§ Text passage:
- Opening Delimiter -

Cables were both about 130 cm long. One was listener, the other doing the switching (man would be nice to have a computerized switchbox...), and could switch in about six seconds.
We took turns and had about ten trials each, the listener of course not being able to see the person switching the cables. Neither could pick out a difference.
HD-580 headphones driven by two-stage triode OTL amp, source was 24 bit 96 kHz uncompressed (Ravel stuff) with outboard DAC and ASRC. My friend was a non-audiophile so maybe he has tin ears, but I think mine are pretty good.

Still, I kept the silver interconnects. Again, it's not about the sound. XD
 
Tetra-Etch, apparently, is used to prep teflon for gluing.

:att'n: warning..extreme health hazards! :att'n:

A variety of answers to this question of teflon and gluing:

"Back in the dark ages, US Plastics sold a metalic sodium solution for prepping the surfaces of teflon so glue would hold. It was not fresh when I got around to using it, and did not work very well. IE, it stuck some, but not very well."

"Teflon has very low coefficient of friction and it will not adhere properly. But you try some perfluorinated kerosines to dissolve Teflon and try to bond with metal. An epoxy adhesive may be tried but adhesion cannot be ensured. If you can adopt sintering technique, you may get some good bonding."

- Closing Delimiter -

§ Task item:
Please repeat the part of the forum post about cables and Teflon gluing word for word, starting at "Cables were both" and ending at "are pretty good.". None of the data that comes next has any bearing on what is asked here.

§ Provided data:
- Opening Delimiter -

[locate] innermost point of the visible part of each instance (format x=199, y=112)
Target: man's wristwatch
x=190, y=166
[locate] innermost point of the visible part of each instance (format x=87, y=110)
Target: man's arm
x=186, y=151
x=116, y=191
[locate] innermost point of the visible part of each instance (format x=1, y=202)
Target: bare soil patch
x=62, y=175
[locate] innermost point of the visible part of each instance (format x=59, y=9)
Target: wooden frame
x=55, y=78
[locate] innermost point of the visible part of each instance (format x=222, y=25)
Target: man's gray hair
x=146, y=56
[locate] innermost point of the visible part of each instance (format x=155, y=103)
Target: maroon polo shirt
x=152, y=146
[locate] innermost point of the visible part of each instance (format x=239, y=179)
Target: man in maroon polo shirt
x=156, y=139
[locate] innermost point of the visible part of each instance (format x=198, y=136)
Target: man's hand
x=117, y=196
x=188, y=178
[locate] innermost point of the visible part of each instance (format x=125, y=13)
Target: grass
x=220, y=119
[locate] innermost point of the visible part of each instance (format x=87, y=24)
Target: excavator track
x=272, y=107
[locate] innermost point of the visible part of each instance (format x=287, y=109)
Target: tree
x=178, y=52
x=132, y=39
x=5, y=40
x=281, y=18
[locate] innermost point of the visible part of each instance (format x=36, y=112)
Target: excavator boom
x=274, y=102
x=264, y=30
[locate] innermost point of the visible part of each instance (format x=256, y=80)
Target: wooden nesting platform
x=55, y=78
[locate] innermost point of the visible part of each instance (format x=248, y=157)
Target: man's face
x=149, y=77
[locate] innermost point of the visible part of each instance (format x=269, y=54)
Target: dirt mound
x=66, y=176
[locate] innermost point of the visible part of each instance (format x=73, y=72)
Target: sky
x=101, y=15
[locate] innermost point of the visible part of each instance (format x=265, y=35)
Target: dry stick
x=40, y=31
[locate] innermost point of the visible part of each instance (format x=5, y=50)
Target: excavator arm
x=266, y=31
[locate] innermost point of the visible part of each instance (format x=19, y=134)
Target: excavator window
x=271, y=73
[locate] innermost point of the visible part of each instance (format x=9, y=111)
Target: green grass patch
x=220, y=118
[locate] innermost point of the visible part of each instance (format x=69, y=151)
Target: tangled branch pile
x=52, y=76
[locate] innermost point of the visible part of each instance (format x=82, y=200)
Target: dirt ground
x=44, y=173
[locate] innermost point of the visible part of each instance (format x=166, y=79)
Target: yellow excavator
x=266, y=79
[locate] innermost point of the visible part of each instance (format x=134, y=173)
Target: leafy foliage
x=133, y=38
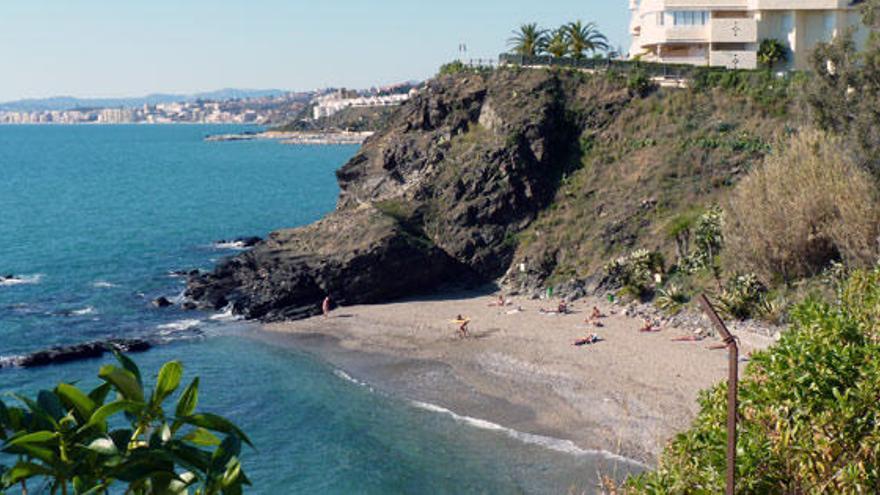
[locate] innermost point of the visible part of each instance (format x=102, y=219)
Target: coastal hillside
x=554, y=172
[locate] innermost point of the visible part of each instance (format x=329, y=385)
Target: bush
x=635, y=273
x=743, y=297
x=808, y=408
x=639, y=83
x=708, y=241
x=807, y=206
x=671, y=299
x=771, y=52
x=451, y=68
x=63, y=439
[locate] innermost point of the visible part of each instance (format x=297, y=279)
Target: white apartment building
x=727, y=33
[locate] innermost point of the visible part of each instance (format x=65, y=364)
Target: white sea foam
x=345, y=376
x=234, y=245
x=178, y=326
x=21, y=280
x=88, y=310
x=557, y=444
x=226, y=314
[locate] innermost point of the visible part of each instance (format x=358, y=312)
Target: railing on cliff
x=651, y=69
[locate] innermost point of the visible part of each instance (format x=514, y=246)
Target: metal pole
x=732, y=386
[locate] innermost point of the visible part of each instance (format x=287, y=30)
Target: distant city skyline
x=112, y=49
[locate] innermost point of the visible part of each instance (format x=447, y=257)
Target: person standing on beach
x=325, y=306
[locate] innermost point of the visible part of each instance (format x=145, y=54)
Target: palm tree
x=557, y=42
x=529, y=40
x=585, y=38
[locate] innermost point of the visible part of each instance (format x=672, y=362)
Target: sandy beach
x=626, y=394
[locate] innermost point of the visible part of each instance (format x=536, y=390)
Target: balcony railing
x=733, y=59
x=743, y=30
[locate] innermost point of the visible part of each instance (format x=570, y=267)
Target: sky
x=116, y=48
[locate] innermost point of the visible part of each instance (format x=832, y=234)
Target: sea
x=95, y=220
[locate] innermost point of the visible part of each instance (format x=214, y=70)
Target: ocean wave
x=231, y=245
x=227, y=314
x=557, y=444
x=20, y=280
x=345, y=376
x=88, y=310
x=178, y=326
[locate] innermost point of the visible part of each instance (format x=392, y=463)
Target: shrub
x=807, y=206
x=743, y=297
x=771, y=52
x=451, y=68
x=635, y=273
x=708, y=241
x=671, y=299
x=64, y=440
x=809, y=421
x=639, y=83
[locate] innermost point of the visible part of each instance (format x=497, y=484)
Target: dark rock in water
x=161, y=302
x=78, y=352
x=248, y=241
x=240, y=242
x=437, y=197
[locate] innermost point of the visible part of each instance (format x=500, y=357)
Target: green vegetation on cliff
x=809, y=420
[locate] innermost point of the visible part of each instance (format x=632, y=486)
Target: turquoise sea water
x=96, y=217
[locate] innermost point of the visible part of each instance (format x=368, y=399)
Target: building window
x=690, y=18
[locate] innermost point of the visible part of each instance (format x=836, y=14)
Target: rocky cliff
x=438, y=196
x=474, y=173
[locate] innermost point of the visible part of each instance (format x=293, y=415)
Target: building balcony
x=707, y=4
x=735, y=30
x=733, y=59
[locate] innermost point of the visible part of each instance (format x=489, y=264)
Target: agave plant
x=529, y=40
x=64, y=438
x=671, y=299
x=585, y=38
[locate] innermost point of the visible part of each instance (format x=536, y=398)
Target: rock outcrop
x=438, y=196
x=76, y=352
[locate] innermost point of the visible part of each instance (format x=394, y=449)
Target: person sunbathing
x=591, y=339
x=562, y=308
x=500, y=302
x=649, y=327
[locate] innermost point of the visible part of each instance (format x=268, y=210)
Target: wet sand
x=627, y=394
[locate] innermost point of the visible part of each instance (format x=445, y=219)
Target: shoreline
x=302, y=138
x=626, y=395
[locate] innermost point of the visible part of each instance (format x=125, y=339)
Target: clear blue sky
x=91, y=48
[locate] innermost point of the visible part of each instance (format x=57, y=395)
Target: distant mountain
x=69, y=102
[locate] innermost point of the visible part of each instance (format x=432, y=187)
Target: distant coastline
x=296, y=137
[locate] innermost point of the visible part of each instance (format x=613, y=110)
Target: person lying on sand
x=462, y=323
x=500, y=302
x=591, y=339
x=325, y=307
x=649, y=327
x=561, y=309
x=594, y=318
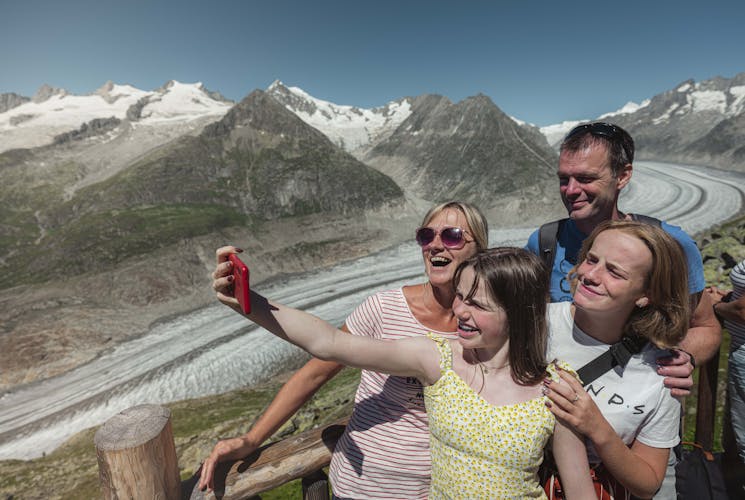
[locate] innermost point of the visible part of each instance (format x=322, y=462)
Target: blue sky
x=542, y=62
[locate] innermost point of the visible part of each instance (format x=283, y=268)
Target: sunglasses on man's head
x=601, y=129
x=451, y=237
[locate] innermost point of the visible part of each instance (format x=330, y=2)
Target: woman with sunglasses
x=488, y=419
x=384, y=452
x=628, y=282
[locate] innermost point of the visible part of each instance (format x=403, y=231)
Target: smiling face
x=612, y=277
x=587, y=185
x=440, y=262
x=482, y=322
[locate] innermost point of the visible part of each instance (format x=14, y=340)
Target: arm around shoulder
x=704, y=333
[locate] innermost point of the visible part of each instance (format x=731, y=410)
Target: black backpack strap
x=618, y=354
x=646, y=219
x=548, y=233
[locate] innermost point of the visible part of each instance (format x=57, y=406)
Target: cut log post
x=137, y=456
x=707, y=402
x=316, y=486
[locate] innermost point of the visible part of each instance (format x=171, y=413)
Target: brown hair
x=664, y=320
x=478, y=228
x=618, y=144
x=517, y=280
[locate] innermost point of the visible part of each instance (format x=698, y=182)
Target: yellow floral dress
x=480, y=450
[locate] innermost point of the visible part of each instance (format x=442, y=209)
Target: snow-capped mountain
x=696, y=122
x=349, y=127
x=555, y=133
x=36, y=122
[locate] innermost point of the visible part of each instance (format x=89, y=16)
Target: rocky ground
x=71, y=471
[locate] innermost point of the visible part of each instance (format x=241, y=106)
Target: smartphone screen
x=240, y=283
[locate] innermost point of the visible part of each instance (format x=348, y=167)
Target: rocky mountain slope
x=87, y=264
x=437, y=150
x=71, y=470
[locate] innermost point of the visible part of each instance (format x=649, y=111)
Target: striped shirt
x=384, y=452
x=737, y=277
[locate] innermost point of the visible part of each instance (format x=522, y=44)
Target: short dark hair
x=618, y=143
x=518, y=281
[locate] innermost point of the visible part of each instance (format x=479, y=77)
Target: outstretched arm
x=640, y=468
x=415, y=357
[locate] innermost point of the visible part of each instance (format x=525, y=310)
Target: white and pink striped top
x=384, y=452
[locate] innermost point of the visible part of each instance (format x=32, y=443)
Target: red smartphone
x=240, y=283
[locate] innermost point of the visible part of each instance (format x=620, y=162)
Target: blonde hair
x=478, y=228
x=664, y=320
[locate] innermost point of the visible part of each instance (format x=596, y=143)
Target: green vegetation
x=726, y=239
x=71, y=470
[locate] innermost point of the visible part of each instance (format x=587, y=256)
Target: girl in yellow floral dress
x=487, y=414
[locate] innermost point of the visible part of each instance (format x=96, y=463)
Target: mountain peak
x=46, y=91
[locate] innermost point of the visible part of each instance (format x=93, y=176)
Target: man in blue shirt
x=595, y=164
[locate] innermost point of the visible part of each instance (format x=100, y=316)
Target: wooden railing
x=137, y=457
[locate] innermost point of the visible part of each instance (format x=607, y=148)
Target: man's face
x=588, y=189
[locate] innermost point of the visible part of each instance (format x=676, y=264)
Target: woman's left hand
x=571, y=403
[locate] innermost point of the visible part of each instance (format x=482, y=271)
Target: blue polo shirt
x=570, y=241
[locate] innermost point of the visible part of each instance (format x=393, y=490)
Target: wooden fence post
x=137, y=456
x=707, y=402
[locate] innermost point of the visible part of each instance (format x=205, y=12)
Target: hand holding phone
x=240, y=283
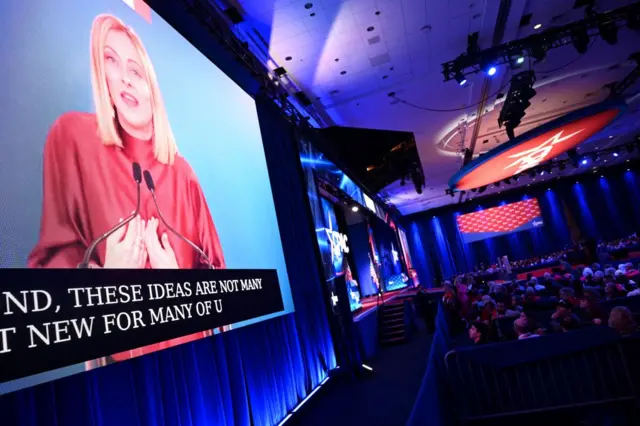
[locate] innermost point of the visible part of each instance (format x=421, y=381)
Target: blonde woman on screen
x=87, y=181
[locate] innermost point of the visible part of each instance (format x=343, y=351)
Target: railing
x=429, y=407
x=593, y=367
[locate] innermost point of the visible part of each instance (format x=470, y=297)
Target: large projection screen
x=89, y=88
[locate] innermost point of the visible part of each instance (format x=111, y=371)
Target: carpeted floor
x=384, y=398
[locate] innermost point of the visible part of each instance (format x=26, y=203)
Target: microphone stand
x=89, y=252
x=149, y=182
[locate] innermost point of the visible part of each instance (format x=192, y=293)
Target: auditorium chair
x=583, y=368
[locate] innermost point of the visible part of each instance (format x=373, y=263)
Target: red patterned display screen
x=500, y=220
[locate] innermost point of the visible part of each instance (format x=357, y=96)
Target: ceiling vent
x=376, y=61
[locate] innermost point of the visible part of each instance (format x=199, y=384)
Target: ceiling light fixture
x=608, y=31
x=460, y=78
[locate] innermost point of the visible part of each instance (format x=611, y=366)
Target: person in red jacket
x=88, y=182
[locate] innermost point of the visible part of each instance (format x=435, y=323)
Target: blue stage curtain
x=419, y=249
x=360, y=253
x=250, y=376
x=444, y=253
x=605, y=207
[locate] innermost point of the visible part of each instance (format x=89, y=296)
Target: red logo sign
x=535, y=151
x=500, y=219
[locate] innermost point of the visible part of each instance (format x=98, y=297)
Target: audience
x=591, y=308
x=479, y=333
x=552, y=303
x=621, y=320
x=523, y=329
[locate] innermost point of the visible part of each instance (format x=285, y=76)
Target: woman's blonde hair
x=164, y=144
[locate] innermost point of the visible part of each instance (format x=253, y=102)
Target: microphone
x=137, y=176
x=148, y=180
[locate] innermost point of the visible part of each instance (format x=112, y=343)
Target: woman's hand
x=128, y=252
x=161, y=254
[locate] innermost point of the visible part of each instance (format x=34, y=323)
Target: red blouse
x=88, y=187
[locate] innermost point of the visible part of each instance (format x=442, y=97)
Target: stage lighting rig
x=518, y=100
x=578, y=33
x=580, y=39
x=417, y=177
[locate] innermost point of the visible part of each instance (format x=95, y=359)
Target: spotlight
x=516, y=60
x=608, y=31
x=280, y=71
x=460, y=78
x=580, y=40
x=633, y=21
x=539, y=52
x=488, y=68
x=573, y=157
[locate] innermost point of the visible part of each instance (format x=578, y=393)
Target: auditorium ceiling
x=348, y=55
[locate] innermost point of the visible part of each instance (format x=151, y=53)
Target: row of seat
x=588, y=367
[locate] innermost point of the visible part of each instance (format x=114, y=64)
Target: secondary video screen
x=501, y=220
x=98, y=94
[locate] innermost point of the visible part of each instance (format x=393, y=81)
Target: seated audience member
x=536, y=285
x=613, y=291
x=635, y=291
x=610, y=272
x=502, y=311
x=522, y=329
x=632, y=272
x=598, y=279
x=621, y=320
x=531, y=295
x=591, y=308
x=479, y=333
x=531, y=322
x=488, y=311
x=517, y=306
x=567, y=294
x=621, y=277
x=563, y=319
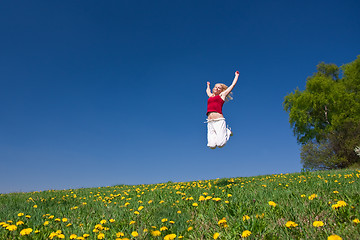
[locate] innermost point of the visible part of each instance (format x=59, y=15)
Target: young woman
x=218, y=134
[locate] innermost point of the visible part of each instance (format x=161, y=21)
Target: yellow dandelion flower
x=155, y=233
x=334, y=237
x=318, y=224
x=245, y=234
x=291, y=224
x=170, y=236
x=25, y=231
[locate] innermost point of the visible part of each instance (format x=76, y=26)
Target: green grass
x=178, y=208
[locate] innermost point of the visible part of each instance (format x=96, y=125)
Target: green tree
x=321, y=111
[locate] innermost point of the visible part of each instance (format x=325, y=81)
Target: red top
x=215, y=104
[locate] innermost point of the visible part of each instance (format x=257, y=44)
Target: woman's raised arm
x=230, y=88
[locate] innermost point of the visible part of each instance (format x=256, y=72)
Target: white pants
x=218, y=134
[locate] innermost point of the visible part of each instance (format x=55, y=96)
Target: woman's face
x=217, y=89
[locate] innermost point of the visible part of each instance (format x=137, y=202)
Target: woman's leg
x=222, y=133
x=211, y=135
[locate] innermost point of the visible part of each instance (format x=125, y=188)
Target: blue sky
x=99, y=93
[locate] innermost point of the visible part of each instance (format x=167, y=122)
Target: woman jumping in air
x=218, y=134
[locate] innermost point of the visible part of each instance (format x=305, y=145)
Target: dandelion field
x=309, y=205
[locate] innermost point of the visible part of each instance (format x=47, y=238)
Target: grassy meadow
x=308, y=205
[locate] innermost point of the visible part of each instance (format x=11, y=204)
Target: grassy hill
x=311, y=205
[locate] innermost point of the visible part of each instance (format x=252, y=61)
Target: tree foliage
x=323, y=114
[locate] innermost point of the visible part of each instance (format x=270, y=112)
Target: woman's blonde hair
x=229, y=96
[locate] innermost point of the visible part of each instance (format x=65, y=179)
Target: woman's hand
x=208, y=91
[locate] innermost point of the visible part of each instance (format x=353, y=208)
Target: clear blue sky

- Closing Delimiter -

§ Answer area:
Cables were both about 130 cm long. One was listener, the other doing the switching (man would be nice to have a computerized switchbox...), and could switch in about six seconds.
We took turns and had about ten trials each, the listener of course not being able to see the person switching the cables. Neither could pick out a difference.
HD-580 headphones driven by two-stage triode OTL amp, source was 24 bit 96 kHz uncompressed (Ravel stuff) with outboard DAC and ASRC. My friend was a non-audiophile so maybe he has tin ears, but I think mine are pretty good.